▶ **Enunciado**
No trecho sobre dano moral, substitua "Superior Tribunal de Justiça" por "STJ" e reproduza a parte que começa em "Cabe ainda destacar" e vai até "valor indenizatório mínimo.".

▶ **Trecho fornecido**
E quando se fala em sentença cível, em que se apura o valor do prejuízo causado a outrem, vale lembrar que, além do prejuízo material, também deve ser observado o dano moral que a conduta ilícita ocasionou. E nesse ponto, embora a legislação tenha introduzido essa alteração, não regulamentou nenhum procedimento para efetivar a apuração desse valor nem estabeleceu qual o grau de sua abrangência, pois apenas se referiu à "apuração do dano efetivamente sofrido". Assim, para que se possa definir esses parâmetros, deve-se observar o escopo da própria alteração legislativa: promover maior eficácia ao direito da vítima em ver ressarcido o dano sofrido. Assim, considerando que a norma não limitou nem regulamentou como será quantificado o valor mínimo para a indenização e considerando que a legislação penal sempre priorizou o ressarcimento da vítima em relação aos prejuízos sofridos, o juiz que se sentir apto, diante de um caso concreto, a quantificar, ao menos o mínimo, o valor do dano moral sofrido pela vítima, não poderá ser impedido de o fazer.( REsp 1.585.684-DF, Rel. Min. Maria Thereza de Assis Moura, julgado em 9/8/2016, DJe 24/8/2016.) (Grifos nossos)
Cabe ainda destacar que, em março de 2018, o Superior Tribunal de Justiça, no julgamento do Recurso Especial Repetitivo n. 1.675.874/MS (tese 983), fixou a compreensão de que a prática de violência doméstica e familiar contra a mulher implica a ocorrência de dano moral in re ipsa, de modo que uma vez comprovada a prática delitiva, é desnecessária maior discussão sobre a efetiva comprovação do dano para a fixação de valor indenizatório mínimo.
Nos casos de violência contra a mulher praticados no âmbito doméstico e familiar, é possível a fixação de valor mínimo indenizatório a título de dano moral, desde que haja pedido expresso da acusação ou da parte ofendida, ainda que não especificada a quantia, e independentemente de instrução probatória.

▶ **Excertos dos registros**
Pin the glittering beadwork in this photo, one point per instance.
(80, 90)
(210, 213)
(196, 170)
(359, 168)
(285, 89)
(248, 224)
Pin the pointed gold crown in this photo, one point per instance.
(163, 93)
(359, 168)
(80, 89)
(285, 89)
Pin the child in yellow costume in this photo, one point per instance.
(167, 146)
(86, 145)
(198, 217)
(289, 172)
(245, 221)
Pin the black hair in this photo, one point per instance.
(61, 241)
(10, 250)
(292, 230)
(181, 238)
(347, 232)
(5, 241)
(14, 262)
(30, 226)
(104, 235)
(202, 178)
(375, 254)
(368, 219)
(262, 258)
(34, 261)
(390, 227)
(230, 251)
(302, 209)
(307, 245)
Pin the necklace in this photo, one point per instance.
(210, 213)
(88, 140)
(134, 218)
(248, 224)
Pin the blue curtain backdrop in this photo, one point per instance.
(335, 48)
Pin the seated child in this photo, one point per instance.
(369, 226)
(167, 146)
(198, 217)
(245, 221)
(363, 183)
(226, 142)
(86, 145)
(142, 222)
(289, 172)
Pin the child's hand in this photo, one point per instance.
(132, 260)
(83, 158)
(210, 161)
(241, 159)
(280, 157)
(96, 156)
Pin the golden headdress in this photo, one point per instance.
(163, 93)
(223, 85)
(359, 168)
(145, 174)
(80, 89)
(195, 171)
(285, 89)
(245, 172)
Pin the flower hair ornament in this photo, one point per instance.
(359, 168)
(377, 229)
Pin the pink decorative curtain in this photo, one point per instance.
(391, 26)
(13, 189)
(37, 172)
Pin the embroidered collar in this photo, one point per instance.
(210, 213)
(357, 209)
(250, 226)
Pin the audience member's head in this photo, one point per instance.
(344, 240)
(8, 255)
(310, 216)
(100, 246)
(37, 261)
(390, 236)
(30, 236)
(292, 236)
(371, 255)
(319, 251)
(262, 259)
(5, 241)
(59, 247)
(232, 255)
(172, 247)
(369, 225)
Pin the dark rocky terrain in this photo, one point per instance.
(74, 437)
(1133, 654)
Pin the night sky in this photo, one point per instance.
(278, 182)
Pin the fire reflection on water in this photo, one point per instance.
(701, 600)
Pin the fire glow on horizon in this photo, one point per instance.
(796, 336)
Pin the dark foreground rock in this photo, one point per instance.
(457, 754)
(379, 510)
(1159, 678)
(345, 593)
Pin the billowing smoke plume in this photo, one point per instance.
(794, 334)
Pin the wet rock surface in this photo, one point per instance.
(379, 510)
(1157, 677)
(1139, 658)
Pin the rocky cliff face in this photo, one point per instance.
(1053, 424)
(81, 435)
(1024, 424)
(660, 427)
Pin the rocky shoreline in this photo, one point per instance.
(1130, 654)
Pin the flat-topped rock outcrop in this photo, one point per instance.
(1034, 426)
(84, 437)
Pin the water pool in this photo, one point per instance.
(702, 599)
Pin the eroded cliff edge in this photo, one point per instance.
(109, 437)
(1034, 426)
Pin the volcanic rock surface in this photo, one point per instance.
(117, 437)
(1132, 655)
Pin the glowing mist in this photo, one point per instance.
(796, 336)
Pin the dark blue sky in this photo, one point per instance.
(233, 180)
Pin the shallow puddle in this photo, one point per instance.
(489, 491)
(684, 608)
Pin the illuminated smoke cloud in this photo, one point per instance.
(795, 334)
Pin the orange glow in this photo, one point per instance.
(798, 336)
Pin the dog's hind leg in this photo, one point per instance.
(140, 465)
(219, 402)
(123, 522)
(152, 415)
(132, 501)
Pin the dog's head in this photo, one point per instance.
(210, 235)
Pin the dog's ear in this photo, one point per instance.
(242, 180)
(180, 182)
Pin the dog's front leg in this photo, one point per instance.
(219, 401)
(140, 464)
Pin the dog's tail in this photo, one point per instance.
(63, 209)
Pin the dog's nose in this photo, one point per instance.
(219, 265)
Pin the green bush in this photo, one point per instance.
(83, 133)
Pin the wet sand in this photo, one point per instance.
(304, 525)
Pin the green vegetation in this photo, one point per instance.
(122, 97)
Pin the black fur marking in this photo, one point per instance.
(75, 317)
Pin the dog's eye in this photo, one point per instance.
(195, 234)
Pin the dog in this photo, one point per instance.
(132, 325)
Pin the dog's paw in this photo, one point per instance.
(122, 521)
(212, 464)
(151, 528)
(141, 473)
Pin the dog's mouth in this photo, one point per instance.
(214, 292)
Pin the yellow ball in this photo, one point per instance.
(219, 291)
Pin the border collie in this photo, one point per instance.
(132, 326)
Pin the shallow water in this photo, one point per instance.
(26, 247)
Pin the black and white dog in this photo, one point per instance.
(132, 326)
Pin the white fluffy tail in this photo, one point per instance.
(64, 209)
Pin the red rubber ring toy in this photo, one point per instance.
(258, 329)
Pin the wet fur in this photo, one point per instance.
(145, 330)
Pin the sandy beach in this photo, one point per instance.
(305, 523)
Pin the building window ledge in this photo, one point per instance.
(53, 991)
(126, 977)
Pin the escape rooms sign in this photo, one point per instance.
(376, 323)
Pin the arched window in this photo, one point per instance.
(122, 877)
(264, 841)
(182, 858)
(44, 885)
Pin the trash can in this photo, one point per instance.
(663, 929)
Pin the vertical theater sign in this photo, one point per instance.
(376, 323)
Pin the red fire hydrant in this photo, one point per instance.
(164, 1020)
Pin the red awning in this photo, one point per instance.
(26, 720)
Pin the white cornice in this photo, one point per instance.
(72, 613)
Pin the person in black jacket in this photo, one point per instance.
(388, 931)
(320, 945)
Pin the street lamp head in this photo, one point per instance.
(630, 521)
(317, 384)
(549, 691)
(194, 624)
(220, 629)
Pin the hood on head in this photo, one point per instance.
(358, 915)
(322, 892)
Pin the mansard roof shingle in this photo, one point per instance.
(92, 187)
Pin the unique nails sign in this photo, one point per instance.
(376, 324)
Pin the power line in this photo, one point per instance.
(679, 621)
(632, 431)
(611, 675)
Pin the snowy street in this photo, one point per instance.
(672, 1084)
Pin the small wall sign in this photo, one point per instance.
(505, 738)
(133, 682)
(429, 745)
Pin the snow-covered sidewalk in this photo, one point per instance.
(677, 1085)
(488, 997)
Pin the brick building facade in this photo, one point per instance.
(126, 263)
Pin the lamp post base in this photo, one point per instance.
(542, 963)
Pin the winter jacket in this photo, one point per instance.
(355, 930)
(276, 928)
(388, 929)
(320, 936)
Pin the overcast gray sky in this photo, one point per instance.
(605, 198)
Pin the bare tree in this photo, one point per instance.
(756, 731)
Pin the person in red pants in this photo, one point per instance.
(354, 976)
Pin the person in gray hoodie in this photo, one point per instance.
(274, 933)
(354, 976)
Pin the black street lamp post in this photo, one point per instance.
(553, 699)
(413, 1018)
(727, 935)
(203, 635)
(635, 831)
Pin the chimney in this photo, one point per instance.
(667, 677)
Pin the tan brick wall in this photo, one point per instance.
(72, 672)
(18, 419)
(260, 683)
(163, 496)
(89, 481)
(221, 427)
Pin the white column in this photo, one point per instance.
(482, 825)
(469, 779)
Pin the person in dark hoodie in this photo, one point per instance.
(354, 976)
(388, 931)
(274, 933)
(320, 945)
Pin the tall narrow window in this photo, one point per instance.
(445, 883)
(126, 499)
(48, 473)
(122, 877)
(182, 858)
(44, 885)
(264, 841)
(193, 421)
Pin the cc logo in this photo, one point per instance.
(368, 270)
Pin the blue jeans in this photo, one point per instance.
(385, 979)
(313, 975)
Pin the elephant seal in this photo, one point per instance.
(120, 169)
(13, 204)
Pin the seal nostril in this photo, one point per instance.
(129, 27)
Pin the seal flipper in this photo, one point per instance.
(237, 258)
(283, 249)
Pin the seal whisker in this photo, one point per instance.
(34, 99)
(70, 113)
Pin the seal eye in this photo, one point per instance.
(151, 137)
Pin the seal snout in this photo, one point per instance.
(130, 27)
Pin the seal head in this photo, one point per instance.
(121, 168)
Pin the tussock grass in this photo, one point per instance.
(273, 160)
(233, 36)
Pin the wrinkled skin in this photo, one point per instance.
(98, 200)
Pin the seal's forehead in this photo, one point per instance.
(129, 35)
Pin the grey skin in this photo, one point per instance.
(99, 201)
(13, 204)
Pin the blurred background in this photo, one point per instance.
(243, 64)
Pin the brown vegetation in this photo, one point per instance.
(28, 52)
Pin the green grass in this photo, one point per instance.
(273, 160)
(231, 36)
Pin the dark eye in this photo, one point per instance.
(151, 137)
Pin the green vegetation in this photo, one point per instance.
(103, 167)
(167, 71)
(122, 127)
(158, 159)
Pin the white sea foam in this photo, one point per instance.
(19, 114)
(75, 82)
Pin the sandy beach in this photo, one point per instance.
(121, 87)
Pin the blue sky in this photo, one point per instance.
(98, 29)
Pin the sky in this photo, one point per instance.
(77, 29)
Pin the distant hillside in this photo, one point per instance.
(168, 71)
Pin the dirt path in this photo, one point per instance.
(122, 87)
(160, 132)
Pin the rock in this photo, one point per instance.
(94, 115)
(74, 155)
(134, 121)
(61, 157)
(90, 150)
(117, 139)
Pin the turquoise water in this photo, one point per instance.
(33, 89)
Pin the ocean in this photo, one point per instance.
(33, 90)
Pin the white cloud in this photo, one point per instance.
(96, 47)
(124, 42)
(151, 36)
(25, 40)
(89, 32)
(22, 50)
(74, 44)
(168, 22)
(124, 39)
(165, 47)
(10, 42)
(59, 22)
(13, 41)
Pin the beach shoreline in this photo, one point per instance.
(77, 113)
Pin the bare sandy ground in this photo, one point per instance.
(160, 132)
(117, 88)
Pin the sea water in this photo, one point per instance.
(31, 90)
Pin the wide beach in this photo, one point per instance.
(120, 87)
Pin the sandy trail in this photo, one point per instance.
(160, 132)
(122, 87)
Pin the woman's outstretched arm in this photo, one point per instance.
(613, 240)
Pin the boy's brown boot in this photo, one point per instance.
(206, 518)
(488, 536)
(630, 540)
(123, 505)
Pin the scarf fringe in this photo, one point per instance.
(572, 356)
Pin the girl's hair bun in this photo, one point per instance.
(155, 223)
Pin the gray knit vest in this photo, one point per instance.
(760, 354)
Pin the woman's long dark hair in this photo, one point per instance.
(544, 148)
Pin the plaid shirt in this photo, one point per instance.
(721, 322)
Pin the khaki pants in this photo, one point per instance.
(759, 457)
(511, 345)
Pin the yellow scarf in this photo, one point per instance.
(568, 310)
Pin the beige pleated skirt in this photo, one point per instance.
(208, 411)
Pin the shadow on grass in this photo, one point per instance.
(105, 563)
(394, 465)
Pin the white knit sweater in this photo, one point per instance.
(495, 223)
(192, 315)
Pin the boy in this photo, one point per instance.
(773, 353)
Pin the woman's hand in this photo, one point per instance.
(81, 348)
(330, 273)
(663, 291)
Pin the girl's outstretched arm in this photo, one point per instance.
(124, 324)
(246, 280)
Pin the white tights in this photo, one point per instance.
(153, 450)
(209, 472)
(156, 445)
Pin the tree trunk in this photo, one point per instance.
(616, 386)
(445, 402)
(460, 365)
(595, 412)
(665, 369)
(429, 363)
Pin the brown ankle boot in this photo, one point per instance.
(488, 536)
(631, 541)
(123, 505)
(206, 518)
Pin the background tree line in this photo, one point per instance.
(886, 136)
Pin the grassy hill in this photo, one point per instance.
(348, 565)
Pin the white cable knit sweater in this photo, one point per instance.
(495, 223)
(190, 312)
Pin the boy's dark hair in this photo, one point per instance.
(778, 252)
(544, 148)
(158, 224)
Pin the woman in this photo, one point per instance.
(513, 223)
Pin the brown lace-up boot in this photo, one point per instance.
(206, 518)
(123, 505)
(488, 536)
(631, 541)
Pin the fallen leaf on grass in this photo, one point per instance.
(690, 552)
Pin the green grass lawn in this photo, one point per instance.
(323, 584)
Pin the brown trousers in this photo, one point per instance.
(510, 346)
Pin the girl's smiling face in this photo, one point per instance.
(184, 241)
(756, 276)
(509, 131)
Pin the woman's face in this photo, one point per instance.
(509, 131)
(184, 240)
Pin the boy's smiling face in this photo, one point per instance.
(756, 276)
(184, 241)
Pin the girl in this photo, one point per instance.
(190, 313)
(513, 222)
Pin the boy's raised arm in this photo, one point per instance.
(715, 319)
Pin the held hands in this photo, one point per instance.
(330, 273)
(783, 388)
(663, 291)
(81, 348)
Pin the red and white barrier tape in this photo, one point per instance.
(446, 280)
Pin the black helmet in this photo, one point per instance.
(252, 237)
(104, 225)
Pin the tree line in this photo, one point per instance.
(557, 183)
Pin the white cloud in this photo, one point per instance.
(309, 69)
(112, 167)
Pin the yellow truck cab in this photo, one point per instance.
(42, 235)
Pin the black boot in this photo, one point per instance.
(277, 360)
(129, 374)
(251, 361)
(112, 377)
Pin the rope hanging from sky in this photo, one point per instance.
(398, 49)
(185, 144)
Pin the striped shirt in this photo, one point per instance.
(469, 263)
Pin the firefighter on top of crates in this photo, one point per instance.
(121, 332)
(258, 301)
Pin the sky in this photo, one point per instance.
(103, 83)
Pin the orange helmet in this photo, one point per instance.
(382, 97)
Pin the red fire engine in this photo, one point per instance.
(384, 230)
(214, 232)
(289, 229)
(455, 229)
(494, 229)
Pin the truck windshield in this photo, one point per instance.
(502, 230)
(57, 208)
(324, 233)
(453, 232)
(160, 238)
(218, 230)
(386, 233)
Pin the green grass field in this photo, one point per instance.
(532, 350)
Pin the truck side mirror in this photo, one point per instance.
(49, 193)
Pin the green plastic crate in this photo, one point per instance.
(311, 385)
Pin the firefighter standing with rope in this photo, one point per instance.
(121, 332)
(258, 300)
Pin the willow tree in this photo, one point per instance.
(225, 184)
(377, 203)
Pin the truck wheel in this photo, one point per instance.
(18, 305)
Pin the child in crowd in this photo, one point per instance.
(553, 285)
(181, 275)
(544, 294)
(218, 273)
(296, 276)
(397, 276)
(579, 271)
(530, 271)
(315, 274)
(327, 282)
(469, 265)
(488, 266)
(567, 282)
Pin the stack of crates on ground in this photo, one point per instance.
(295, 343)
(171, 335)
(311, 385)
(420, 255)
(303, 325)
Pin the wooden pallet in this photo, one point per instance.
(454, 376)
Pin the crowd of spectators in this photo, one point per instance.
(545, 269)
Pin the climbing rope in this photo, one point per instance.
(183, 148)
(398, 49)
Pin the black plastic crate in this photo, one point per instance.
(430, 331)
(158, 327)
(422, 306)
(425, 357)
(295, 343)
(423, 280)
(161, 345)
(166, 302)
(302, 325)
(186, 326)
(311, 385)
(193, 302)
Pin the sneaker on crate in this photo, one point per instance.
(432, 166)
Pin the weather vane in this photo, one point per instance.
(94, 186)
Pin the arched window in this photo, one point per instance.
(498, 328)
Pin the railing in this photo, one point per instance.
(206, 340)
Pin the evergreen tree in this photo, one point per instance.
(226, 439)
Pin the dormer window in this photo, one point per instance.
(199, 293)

▶ **Resposta redigida**
Cabe ainda destacar que, em março de 2018, o STJ, no julgamento do Recurso Especial Repetitivo n. 1.675.874/MS (tese 983), fixou a compreensão de que a prática de violência doméstica e familiar contra a mulher implica a ocorrência de dano moral in re ipsa, de modo que uma vez comprovada a prática delitiva, é desnecessária maior discussão sobre a efetiva comprovação do dano para a fixação de valor indenizatório mínimo.